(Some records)
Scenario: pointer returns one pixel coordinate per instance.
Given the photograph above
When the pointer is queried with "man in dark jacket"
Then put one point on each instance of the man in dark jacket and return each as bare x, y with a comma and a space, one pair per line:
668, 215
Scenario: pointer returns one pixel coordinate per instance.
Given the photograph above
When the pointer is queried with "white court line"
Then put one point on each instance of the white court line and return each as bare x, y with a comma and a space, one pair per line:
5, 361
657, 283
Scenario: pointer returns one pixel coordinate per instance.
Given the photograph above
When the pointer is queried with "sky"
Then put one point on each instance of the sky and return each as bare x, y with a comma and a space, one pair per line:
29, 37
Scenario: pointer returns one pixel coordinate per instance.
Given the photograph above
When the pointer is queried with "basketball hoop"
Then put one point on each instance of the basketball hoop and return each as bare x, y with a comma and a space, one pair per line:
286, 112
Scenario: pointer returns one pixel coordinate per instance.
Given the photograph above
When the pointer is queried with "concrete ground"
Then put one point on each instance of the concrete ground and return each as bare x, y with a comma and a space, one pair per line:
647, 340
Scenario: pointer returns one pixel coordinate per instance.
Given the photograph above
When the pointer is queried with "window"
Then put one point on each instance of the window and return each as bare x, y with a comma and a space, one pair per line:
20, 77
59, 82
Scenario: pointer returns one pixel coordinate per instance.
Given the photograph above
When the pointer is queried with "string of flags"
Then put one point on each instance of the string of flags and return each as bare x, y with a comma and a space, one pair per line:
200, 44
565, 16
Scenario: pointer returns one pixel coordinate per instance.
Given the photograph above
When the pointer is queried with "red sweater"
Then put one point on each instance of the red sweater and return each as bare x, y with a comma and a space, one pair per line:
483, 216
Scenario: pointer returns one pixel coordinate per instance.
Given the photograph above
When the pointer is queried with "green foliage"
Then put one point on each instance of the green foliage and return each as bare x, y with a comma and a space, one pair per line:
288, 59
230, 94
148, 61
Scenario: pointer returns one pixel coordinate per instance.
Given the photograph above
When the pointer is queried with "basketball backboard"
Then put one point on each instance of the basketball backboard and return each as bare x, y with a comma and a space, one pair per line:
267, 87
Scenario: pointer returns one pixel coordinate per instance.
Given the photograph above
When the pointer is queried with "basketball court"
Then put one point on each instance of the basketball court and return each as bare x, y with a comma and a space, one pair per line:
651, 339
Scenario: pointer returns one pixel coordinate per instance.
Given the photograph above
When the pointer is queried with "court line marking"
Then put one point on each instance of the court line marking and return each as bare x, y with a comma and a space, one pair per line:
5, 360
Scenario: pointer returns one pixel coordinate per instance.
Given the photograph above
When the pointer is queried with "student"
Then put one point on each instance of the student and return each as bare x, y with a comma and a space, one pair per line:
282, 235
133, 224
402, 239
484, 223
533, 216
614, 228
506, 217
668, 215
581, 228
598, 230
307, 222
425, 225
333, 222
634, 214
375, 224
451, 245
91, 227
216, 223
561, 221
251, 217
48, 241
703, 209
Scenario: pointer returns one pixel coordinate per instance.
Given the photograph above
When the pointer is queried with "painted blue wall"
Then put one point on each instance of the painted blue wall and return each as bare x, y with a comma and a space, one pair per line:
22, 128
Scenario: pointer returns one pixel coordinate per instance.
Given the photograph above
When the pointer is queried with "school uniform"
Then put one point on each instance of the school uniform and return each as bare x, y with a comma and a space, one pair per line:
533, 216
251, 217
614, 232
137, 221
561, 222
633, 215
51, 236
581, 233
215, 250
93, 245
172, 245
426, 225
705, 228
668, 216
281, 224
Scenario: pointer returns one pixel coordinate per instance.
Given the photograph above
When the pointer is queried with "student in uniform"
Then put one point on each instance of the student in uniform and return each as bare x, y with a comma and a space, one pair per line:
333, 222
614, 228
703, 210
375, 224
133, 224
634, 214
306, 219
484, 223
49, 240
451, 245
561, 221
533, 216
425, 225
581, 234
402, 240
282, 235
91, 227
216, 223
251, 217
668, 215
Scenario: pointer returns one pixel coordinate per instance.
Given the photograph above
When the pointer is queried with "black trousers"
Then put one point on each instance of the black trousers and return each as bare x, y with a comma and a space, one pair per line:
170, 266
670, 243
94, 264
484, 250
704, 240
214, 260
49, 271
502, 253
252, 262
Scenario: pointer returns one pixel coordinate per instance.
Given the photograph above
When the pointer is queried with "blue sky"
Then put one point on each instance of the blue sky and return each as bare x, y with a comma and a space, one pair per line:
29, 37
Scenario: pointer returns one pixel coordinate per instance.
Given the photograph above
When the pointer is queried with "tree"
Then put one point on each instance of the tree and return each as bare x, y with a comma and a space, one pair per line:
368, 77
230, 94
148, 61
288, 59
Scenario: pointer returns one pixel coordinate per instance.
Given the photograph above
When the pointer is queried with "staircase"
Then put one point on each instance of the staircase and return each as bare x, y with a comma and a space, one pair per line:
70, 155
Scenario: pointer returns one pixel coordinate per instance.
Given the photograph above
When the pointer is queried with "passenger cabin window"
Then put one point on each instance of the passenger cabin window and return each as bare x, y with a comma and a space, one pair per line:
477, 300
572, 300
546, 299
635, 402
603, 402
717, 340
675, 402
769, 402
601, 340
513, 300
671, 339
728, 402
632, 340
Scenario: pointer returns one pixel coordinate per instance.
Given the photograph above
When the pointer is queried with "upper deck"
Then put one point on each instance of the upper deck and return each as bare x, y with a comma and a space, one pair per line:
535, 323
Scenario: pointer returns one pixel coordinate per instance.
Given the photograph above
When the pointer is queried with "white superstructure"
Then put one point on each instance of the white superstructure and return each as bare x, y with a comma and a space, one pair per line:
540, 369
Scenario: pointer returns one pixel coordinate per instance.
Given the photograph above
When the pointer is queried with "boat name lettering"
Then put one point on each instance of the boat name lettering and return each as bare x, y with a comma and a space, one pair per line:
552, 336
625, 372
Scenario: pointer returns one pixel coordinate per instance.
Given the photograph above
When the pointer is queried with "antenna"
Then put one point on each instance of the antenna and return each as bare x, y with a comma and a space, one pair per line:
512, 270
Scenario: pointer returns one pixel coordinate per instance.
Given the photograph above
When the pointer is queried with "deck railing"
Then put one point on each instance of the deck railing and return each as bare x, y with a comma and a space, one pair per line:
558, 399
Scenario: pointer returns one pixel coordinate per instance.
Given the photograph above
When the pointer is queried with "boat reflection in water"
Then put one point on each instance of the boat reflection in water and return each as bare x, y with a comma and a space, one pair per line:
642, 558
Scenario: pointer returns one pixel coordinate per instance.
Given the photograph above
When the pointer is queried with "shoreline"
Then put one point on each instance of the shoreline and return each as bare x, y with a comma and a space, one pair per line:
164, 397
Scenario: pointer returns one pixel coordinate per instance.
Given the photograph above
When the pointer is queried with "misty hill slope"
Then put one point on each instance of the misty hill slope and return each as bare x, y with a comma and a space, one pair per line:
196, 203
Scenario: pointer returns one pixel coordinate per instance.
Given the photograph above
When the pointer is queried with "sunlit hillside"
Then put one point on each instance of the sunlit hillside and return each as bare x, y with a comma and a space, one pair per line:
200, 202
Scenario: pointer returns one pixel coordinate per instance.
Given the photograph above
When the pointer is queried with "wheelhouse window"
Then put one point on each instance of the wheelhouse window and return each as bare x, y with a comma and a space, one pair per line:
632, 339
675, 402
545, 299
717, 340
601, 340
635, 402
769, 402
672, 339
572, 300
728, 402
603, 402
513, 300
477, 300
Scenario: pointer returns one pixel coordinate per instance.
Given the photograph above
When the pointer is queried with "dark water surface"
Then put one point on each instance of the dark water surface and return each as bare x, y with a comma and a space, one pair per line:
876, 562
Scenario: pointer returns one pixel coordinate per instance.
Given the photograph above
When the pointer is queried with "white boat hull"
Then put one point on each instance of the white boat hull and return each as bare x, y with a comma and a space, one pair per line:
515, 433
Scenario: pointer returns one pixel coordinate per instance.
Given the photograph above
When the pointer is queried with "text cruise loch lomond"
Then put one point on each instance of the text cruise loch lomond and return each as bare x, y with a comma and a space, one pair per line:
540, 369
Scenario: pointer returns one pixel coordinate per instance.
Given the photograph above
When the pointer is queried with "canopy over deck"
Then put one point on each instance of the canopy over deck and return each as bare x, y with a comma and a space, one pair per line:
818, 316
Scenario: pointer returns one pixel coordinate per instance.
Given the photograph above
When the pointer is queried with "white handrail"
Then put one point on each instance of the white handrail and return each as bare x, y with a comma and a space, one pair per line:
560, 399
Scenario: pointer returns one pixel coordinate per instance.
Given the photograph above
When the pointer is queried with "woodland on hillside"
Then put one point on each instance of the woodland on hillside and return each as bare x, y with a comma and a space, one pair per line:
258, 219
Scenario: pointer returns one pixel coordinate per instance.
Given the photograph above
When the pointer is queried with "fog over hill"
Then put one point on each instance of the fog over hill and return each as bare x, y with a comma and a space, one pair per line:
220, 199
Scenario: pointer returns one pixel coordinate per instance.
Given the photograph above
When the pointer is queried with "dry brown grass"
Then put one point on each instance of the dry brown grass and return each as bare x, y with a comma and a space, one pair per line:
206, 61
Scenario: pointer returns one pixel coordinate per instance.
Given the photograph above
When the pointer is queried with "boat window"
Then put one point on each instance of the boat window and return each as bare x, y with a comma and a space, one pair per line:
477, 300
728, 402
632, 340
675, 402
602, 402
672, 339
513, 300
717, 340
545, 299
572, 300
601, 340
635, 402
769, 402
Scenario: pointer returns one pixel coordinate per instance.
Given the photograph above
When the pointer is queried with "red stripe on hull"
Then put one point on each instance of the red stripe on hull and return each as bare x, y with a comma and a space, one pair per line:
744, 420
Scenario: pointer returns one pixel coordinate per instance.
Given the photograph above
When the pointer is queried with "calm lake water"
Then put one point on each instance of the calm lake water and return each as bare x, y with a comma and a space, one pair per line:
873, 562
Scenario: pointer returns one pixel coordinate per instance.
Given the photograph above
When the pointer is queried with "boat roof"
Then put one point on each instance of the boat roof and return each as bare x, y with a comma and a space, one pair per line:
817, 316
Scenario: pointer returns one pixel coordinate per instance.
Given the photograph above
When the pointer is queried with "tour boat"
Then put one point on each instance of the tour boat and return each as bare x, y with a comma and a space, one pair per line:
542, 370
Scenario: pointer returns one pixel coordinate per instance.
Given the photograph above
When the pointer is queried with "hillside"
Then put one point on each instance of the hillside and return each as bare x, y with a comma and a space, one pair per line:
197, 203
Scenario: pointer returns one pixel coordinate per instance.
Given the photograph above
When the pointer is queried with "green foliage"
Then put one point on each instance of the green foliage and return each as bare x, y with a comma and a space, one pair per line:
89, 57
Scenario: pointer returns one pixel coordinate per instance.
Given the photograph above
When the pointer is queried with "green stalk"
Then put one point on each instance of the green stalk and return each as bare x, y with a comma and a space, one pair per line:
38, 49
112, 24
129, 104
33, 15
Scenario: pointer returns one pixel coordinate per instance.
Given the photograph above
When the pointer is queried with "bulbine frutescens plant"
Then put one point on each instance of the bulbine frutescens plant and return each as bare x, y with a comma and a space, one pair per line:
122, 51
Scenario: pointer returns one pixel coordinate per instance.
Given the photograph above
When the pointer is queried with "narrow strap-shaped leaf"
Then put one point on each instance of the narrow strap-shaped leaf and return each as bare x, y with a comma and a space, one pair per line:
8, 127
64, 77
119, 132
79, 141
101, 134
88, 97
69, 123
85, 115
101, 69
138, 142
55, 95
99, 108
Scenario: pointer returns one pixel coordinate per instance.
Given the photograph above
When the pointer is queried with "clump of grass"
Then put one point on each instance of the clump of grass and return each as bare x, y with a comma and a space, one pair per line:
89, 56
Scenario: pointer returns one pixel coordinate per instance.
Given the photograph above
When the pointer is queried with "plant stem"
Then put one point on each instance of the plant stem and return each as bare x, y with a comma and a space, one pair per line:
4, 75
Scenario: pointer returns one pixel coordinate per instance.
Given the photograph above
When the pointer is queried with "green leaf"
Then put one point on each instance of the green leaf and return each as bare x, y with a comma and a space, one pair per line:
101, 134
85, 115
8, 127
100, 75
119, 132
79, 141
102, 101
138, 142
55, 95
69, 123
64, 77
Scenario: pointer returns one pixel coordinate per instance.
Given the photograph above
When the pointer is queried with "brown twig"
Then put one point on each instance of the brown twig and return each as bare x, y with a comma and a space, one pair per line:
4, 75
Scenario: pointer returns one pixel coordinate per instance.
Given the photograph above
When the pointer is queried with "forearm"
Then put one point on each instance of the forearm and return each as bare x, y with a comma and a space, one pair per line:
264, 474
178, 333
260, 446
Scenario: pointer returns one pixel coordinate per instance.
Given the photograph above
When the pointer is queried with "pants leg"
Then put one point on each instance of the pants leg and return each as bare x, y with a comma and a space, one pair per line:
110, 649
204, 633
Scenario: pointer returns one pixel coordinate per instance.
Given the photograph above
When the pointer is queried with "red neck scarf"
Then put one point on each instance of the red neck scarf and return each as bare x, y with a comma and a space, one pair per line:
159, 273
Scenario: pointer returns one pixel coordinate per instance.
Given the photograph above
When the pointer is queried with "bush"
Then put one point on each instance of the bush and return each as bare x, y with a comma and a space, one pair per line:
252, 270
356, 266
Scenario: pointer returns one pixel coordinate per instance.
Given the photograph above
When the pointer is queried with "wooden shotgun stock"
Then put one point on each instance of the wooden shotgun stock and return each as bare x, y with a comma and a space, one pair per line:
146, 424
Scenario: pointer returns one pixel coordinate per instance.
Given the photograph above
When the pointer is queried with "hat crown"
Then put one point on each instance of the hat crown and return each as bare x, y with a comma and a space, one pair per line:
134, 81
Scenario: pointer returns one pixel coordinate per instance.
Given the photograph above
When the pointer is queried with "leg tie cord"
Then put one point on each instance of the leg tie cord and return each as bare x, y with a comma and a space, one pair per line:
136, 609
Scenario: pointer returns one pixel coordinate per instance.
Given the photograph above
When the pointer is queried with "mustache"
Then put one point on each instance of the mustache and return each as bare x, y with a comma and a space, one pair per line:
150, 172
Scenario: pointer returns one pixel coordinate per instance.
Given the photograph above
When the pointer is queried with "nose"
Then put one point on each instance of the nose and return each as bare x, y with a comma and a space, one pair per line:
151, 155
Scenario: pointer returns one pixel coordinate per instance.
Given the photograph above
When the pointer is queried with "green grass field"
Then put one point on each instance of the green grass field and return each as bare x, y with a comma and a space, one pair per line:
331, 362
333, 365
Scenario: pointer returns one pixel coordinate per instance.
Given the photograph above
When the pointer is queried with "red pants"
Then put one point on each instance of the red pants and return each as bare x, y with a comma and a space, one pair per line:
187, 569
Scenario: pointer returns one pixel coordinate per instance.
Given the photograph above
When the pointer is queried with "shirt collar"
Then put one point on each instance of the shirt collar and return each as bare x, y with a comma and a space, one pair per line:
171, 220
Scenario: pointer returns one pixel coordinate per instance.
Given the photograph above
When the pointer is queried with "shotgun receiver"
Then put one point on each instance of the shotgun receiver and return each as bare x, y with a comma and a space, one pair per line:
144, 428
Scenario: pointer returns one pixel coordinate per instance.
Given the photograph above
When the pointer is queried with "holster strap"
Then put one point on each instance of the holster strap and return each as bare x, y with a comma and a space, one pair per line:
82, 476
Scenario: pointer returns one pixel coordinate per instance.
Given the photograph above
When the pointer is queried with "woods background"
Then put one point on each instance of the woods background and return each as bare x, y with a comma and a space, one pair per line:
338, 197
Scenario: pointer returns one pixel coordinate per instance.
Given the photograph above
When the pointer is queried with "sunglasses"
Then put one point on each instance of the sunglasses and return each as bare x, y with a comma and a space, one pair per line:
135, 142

• [Problem details]
Find every line in the records above that contains the string "scarf", and copy each one.

• [Answer to this task]
When the pointer is queried with "red neck scarf"
Then put one point on each instance of the red neck scarf and return each as bare x, y with a comma and a space, one pair per line:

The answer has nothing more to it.